• **Stated problem**: Which lines of the rows below contain the string "reflection"? Gather every one of them, counting a match only when the case agrees.
___ Material for this task
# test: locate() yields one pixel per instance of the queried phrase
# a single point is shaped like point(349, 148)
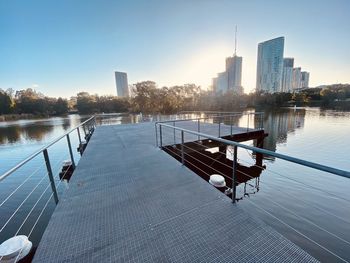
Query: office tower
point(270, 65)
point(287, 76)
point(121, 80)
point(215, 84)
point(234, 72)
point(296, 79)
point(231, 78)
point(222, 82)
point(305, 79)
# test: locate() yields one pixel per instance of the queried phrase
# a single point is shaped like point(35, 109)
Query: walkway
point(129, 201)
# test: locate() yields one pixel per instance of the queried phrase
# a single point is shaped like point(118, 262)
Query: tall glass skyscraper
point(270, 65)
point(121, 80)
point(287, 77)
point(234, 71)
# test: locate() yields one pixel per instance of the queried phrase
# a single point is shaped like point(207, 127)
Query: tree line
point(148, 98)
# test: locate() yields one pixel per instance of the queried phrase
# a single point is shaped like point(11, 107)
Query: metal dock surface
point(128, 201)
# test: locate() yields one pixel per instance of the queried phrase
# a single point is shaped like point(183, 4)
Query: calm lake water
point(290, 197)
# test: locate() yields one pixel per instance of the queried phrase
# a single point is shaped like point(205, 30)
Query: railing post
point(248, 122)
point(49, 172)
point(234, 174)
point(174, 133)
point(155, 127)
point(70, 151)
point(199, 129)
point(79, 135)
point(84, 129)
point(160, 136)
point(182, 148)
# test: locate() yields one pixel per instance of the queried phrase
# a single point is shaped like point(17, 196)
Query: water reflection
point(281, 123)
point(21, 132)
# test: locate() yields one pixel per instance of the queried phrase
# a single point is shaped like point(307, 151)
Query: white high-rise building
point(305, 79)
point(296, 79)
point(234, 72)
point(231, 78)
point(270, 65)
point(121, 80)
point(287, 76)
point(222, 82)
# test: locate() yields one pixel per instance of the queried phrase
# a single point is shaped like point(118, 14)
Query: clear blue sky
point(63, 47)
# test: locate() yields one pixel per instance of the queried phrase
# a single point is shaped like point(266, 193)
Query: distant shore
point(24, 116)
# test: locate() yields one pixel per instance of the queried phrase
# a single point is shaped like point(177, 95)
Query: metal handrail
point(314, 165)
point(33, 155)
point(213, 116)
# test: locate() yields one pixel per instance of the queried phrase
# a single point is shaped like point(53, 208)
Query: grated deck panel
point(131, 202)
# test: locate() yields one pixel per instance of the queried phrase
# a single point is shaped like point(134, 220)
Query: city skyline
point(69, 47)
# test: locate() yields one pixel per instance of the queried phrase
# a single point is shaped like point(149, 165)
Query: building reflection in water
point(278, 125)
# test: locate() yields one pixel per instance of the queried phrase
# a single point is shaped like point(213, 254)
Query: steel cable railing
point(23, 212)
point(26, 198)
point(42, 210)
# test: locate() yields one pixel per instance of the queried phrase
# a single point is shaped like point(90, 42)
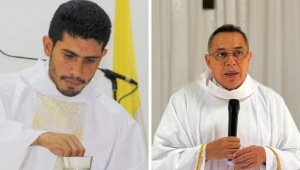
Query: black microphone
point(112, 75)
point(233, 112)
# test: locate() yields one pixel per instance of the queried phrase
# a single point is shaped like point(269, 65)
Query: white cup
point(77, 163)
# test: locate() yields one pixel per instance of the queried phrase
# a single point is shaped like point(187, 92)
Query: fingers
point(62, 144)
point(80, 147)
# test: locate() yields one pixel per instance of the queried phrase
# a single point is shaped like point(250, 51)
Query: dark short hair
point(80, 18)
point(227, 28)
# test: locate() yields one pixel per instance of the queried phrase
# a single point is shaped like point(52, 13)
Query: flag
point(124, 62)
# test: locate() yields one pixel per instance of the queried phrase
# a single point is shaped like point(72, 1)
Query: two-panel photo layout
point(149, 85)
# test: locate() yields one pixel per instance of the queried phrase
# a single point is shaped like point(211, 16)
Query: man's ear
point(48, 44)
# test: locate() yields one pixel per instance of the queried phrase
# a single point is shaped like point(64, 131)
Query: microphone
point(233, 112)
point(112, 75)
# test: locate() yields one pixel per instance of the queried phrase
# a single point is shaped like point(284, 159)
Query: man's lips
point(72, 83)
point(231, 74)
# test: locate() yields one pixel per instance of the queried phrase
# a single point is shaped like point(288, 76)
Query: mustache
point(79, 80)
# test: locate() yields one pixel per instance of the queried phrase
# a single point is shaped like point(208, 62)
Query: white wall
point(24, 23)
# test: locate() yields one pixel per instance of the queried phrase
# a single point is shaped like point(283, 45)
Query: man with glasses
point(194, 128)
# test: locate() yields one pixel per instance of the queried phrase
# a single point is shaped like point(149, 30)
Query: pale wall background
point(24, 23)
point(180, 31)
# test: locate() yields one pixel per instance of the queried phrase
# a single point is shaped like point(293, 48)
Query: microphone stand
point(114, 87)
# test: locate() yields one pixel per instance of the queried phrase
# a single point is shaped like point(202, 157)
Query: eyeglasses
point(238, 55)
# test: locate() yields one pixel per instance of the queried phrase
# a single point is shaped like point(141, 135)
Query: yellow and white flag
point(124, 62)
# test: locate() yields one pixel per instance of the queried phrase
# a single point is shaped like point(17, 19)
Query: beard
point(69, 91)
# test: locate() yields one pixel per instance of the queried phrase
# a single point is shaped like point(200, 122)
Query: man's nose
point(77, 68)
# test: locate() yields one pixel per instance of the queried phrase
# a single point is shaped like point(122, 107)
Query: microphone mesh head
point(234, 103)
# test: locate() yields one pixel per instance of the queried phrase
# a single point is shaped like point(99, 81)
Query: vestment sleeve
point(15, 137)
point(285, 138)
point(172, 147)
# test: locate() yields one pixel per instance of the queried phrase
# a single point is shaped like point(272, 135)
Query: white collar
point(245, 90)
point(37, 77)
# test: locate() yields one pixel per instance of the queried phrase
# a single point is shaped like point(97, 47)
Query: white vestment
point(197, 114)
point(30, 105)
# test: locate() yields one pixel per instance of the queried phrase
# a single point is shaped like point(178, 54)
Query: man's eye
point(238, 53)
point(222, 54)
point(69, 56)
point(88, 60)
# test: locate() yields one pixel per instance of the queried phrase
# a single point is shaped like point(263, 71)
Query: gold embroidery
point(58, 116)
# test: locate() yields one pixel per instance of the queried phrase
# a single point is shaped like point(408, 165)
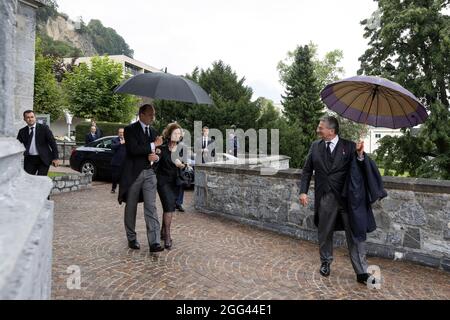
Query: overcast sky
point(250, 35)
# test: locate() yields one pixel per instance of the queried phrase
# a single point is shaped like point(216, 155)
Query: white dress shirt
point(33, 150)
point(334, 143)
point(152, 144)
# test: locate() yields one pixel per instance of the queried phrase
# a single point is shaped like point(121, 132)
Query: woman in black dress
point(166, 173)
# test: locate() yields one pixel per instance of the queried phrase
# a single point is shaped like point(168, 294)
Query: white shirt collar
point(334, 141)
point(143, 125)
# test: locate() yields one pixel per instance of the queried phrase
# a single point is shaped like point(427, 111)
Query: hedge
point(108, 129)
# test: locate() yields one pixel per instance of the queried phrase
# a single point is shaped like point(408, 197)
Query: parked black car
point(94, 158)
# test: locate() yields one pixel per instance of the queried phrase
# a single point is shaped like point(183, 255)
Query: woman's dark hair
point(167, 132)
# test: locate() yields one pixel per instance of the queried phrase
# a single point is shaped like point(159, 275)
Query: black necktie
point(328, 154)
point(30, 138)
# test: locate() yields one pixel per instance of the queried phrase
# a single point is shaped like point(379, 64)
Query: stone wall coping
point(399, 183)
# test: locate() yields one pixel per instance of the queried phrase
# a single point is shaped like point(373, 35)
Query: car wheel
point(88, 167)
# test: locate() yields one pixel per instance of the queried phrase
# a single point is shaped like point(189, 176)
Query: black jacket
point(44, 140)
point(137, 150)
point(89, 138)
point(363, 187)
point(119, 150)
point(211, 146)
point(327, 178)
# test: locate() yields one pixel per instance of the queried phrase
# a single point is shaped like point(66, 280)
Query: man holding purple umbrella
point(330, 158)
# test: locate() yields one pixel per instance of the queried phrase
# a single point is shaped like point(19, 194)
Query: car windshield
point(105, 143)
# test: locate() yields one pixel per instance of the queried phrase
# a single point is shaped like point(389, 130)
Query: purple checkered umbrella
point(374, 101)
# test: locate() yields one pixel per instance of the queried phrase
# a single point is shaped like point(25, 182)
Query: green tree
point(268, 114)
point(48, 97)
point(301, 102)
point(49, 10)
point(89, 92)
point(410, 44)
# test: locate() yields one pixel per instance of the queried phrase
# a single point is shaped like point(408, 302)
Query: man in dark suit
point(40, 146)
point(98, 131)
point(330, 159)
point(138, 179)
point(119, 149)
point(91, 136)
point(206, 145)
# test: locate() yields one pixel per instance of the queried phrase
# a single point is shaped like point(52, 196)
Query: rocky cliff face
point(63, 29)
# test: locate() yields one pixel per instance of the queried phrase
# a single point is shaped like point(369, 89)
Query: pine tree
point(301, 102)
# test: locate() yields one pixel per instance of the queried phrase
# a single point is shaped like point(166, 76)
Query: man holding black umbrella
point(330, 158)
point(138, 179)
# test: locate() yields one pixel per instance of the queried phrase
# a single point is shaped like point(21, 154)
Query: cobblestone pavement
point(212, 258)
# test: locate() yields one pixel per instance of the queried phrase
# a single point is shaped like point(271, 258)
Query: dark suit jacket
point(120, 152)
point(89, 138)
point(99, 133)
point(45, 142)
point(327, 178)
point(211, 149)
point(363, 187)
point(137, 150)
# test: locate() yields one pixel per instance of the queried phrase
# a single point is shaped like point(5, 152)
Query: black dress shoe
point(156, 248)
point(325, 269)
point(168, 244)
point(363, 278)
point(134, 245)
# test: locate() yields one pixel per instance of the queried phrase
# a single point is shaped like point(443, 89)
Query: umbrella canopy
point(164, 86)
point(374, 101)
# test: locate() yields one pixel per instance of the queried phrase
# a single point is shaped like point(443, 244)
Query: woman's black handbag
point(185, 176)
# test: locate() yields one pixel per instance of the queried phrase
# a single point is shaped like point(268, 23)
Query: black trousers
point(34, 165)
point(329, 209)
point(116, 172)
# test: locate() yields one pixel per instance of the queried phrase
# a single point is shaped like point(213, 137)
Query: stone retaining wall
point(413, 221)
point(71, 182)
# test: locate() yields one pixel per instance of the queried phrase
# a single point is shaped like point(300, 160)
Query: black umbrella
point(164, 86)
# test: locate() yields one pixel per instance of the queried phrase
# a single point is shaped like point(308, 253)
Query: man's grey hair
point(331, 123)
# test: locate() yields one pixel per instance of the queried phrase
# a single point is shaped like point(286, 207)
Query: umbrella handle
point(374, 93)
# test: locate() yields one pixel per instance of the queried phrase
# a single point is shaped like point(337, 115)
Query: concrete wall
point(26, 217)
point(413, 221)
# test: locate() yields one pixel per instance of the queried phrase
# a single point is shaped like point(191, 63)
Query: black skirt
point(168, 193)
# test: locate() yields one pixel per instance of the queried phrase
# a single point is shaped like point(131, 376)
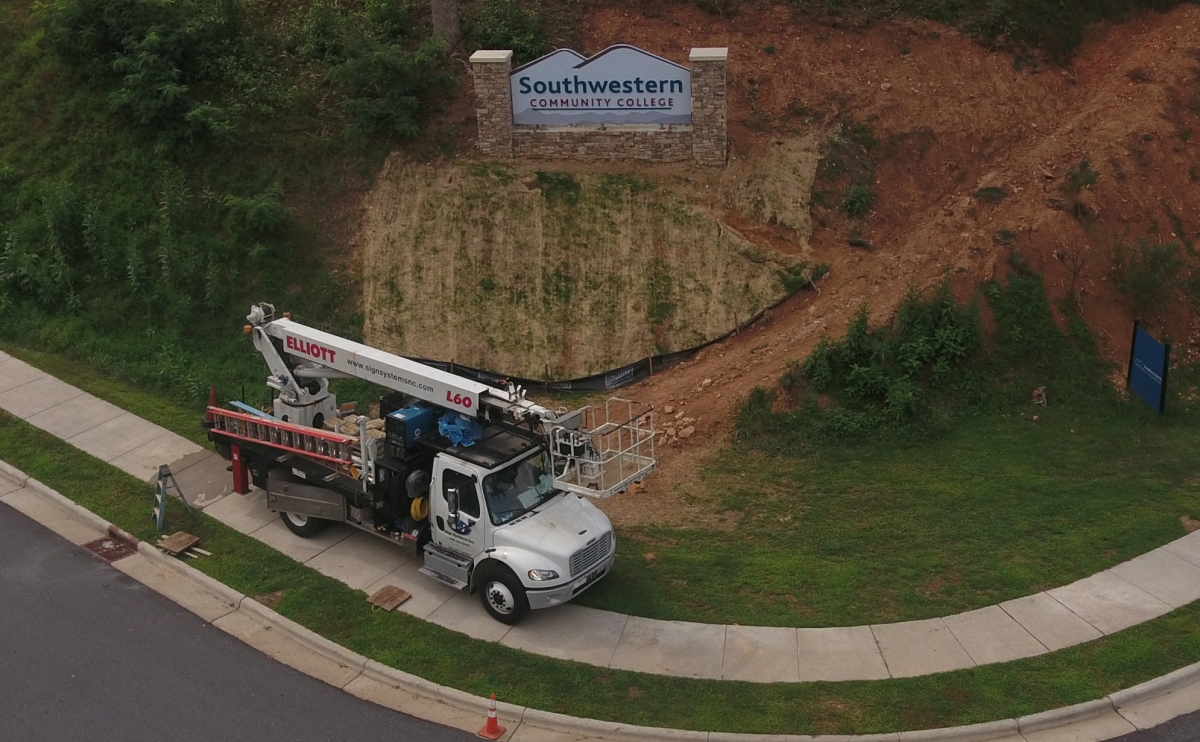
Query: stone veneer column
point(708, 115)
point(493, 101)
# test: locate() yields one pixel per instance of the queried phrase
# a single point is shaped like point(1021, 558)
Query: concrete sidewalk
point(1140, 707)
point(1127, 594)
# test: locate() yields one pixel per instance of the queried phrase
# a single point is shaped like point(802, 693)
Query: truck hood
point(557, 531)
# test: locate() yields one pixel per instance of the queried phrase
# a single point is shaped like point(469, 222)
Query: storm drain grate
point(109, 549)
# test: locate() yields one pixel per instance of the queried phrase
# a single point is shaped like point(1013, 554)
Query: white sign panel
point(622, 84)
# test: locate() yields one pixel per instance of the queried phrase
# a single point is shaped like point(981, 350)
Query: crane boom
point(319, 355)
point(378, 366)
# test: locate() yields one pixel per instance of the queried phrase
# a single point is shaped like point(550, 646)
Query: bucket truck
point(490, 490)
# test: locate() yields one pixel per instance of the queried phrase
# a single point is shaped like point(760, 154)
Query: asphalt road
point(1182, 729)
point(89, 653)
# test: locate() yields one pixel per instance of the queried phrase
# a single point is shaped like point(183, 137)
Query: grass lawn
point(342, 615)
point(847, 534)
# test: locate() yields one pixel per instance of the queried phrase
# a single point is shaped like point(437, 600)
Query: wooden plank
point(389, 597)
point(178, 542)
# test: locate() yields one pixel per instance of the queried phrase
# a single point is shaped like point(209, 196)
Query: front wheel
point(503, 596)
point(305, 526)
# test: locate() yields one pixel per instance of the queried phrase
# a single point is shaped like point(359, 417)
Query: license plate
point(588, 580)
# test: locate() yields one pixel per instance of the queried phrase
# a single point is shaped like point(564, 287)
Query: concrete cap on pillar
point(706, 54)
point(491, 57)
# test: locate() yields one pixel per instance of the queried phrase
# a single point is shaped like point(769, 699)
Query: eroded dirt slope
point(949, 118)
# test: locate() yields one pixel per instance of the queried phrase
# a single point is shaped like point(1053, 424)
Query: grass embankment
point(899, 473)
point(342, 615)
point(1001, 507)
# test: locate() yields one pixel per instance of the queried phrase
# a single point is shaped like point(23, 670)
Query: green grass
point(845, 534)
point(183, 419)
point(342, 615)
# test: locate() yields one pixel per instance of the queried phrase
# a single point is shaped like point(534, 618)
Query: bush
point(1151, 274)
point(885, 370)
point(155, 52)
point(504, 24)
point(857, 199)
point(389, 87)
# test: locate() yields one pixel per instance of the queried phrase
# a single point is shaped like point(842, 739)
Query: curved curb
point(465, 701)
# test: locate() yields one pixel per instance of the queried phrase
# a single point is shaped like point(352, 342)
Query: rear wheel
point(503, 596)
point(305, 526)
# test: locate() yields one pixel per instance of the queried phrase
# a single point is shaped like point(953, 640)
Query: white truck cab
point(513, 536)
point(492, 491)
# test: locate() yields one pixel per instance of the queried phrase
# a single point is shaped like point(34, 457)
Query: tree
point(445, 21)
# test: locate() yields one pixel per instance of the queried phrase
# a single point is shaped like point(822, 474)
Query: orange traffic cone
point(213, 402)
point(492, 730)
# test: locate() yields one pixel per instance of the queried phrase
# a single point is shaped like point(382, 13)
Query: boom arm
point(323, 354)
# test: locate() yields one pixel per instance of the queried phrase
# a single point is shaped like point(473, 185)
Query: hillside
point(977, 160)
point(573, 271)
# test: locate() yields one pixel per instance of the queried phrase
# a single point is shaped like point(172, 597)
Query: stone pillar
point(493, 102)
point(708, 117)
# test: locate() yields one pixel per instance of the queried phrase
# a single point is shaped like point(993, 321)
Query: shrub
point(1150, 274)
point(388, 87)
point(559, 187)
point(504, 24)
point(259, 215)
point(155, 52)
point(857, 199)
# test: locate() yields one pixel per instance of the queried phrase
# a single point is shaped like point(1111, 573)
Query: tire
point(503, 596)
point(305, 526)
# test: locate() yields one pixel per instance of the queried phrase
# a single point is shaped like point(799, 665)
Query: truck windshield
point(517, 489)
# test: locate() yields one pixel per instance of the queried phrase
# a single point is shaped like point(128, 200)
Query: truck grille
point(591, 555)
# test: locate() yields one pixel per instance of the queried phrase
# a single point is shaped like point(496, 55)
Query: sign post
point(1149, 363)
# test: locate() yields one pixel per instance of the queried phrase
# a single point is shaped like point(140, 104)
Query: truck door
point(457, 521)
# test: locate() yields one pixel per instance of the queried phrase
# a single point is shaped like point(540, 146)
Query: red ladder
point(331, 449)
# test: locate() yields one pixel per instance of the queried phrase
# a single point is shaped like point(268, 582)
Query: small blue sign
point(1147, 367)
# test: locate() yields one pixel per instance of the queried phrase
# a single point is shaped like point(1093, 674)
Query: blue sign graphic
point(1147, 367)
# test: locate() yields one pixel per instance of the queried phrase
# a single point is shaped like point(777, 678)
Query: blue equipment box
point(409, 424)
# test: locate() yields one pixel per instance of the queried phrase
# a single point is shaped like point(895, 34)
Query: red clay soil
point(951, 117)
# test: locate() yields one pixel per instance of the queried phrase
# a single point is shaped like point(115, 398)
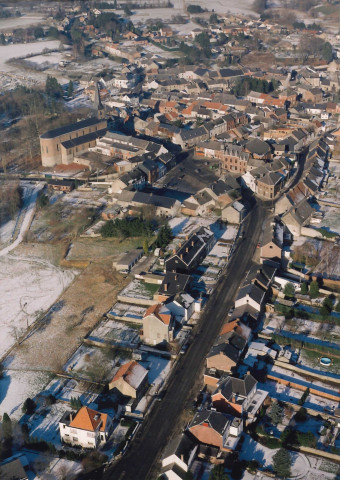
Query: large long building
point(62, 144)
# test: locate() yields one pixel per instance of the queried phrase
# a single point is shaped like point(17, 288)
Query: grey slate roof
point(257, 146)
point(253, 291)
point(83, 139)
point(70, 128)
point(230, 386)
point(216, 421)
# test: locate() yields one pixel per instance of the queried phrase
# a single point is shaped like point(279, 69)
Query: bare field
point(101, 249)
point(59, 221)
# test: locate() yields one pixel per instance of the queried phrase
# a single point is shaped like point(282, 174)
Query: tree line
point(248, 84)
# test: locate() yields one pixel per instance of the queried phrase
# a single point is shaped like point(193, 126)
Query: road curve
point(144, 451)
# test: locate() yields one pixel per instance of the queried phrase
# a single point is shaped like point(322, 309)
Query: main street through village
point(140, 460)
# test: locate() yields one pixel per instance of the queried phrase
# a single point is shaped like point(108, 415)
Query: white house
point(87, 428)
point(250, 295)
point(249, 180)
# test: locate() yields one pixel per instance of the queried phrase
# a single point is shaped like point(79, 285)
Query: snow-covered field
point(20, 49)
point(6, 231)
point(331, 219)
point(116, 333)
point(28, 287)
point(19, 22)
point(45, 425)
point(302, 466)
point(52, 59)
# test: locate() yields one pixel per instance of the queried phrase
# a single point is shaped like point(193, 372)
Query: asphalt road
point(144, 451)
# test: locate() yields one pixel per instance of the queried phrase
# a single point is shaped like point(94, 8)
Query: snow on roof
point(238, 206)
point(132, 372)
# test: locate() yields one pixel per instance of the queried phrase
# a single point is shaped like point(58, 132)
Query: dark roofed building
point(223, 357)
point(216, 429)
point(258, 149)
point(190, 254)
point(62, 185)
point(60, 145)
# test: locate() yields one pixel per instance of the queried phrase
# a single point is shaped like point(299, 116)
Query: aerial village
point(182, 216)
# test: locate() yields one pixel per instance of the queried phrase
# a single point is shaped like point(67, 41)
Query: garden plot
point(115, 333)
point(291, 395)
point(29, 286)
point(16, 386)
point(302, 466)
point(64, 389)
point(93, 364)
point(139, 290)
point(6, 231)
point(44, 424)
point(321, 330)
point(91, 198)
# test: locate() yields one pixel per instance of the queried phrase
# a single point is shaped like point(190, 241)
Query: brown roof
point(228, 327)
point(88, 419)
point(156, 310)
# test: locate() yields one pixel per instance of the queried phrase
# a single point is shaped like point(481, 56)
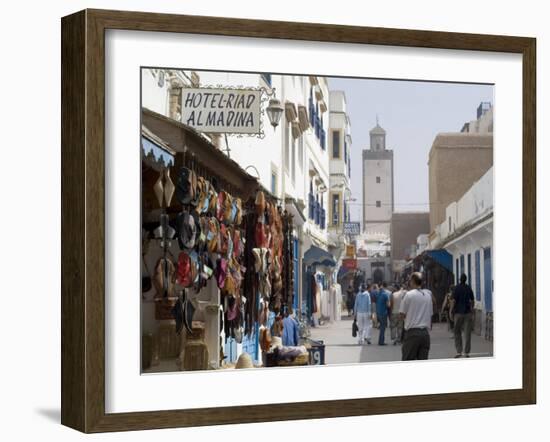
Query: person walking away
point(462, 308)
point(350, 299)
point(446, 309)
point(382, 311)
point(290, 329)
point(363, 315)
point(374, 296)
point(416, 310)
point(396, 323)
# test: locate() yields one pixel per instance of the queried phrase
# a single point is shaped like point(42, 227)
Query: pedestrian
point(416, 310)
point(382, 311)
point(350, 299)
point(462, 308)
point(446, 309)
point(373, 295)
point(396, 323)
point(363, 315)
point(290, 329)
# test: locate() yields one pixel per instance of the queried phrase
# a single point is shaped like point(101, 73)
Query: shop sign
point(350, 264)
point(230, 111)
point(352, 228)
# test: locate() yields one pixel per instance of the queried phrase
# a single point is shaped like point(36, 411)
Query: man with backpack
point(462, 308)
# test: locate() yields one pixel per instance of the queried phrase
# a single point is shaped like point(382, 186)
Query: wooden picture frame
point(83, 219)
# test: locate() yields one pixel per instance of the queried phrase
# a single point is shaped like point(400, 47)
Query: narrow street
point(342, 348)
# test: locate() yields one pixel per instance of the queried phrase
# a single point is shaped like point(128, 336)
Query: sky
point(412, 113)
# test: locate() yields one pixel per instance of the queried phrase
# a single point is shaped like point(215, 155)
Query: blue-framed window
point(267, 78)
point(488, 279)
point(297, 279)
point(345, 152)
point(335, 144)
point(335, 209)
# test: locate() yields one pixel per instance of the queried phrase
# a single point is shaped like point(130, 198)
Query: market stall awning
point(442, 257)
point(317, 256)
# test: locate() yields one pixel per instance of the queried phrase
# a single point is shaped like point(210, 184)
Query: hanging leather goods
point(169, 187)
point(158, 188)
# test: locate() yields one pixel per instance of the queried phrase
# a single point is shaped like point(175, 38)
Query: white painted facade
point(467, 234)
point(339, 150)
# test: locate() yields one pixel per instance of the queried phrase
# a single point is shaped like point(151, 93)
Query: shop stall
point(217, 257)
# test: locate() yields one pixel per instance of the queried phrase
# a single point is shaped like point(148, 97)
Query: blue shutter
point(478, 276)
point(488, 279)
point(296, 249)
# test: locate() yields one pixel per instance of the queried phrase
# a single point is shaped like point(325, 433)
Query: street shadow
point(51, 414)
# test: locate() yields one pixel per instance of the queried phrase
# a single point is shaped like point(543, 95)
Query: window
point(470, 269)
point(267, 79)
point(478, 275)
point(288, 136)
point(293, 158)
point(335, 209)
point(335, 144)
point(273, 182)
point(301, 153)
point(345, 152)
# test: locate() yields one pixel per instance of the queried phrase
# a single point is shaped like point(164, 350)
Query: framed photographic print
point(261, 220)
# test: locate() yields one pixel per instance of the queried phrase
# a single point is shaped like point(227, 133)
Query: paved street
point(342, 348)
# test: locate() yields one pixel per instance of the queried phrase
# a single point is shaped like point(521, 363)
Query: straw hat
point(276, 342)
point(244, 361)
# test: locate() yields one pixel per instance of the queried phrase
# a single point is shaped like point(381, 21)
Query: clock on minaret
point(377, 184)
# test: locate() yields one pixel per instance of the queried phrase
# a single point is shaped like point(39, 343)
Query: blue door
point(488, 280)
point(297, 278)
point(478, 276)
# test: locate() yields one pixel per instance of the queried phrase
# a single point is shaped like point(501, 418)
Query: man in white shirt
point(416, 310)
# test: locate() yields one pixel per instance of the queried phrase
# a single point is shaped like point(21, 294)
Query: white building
______
• **Solution for this problem**:
Query: water reflection
Query: building reflection in water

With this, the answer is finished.